* [WHAT YOU WILL DO]:
From the research profile below, print the passage starting at "[Summer 2025] Hosted" and ending at "and in-context learning!" word for word.

* [EXTRACT]:
◇ ◇ ◇ ◇

About me

I am a Research Scientist at Google DeepMind (GenAI), advancing the frontiers of large language models through novel architectures and efficient pretraining strategies. My work at Google has included extending model context length by over 30x, contributing to the Gemini Nano models, and enhancing YouTube search with state-of-the-art AI. More broadly, I am interested in in-context learning, long context, length generalization, and reasoning capabilities of LLMs.

I obtained my Ph.D. in Computer Science from the University of Southern California, where I was fortunate to be advised by Aram Galstyan and Greg Ver Steeg. My thesis was on information stored in neural network weights or activations, and its connections to generalization, memorization, stability and learning dynamics. Prior to USC, I received my M.S. and B.S. degrees in Applied Mathematics and Computer Science from Yerevan State University. When I’m not training models, I enjoy reading, cinema, playing pool, and exploring NYC.

Recent Highlights

[Sept 2025] Mixture-of-recursions: Learning dynamic recursive depths for adaptive token-level computation accepted at NeurIPS 2025!
[Summer 2025] Hosted interns M. Emrullah ILDIZ and Zhiweu Xu. Worked with another intern: Hanseul Cho. Expect exciting research on improved transformer architecture and in-context learning!
[Summer 2024] Worked with 2 interns: Asher Trockman and Sangmin Bae.
[Feb, 2023] Presented my work [slides] at Rising Stars in AI Symposium 2023 at KAUST in Saudi Arabia.

Publications and preprints

Sangmin Bae, Yujin Kim, Reza Bayat, Sungnyun Kim, Jiyoun Ha, Tal Schuster, Adam Fisch, Hrayr Harutyunyan,, Ziwei Ji, Aaron Courville, Se-Young Yun
Mixture-of-Recursions: Learning Dynamic Recursive Depths for Adaptive Token-Level Computation
NeurIPS 2025, [paper, bibTeX]

Scaling language models unlocks impressive capabilities, but the accompanying computational and memory demands make both training and deployment expensive. Existing efficiency efforts typically target either parameter sharing or adaptive computation, leaving open the question of how to attain both simultaneously. We introduce Mixture-of-Recursions (MoR), a unified framework that combines the two axes of efficiency inside a single Recursive Transformer. MoR reuses a shared stack of layers across recursion steps to achieve parameter efficiency, while lightweight routers enable adaptive token-level thinking by dynamically assigning different recursion depths to individual tokens. This allows MoR to focus quadratic attention computation only among tokens still active at a given recursion depth, further improving memory access efficiency by selectively caching only their key-value pairs. Beyond these core mechanisms, we also propose a KV sharing variant that reuses KV pairs from the first recursion, specifically designed to decrease prefill latency and memory footprint. Across model scales ranging from 135M to 1.7B parameters, MoR forms a new Pareto frontier: at equal training FLOPs and smaller model sizes, it significantly lowers validation perplexity and improves few-shot accuracy, while delivering higher throughput compared with vanilla and existing recursive baselines. These gains demonstrate that MoR is an effective path towards large-model quality without incurring large-model cost.

◇ ◇ ◇ ◇

* [DATA EXTRACT]:
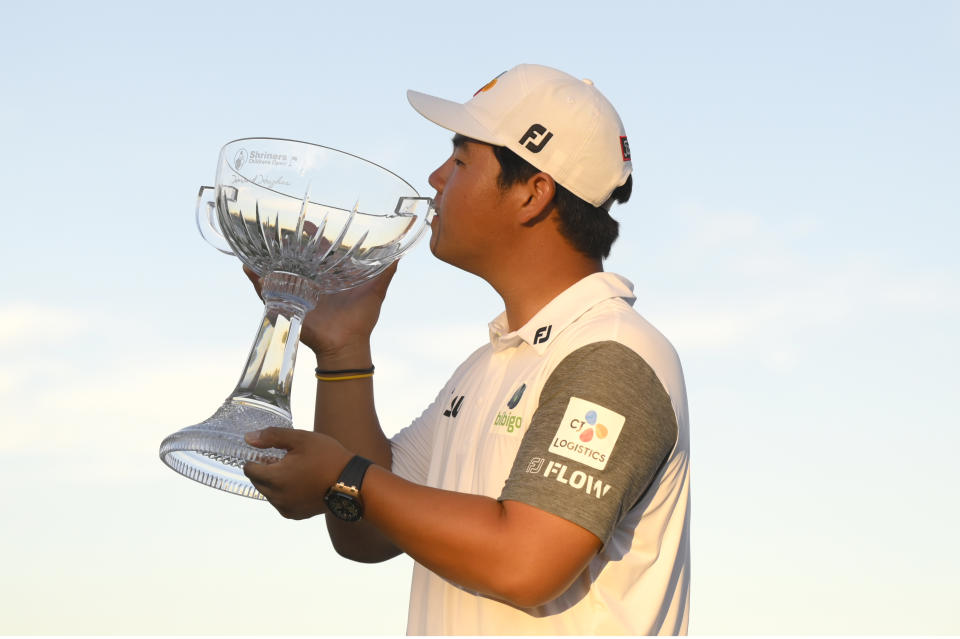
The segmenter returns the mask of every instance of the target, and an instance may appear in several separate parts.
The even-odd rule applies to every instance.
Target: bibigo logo
[[[603,470],[625,421],[623,415],[599,404],[571,397],[548,450]]]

◇ ◇ ◇ ◇

* [THE ANSWER]:
[Summer 2025] Hosted interns M. Emrullah ILDIZ and Zhiweu Xu. Worked with another intern: Hanseul Cho. Expect exciting research on improved transformer architecture and in-context learning!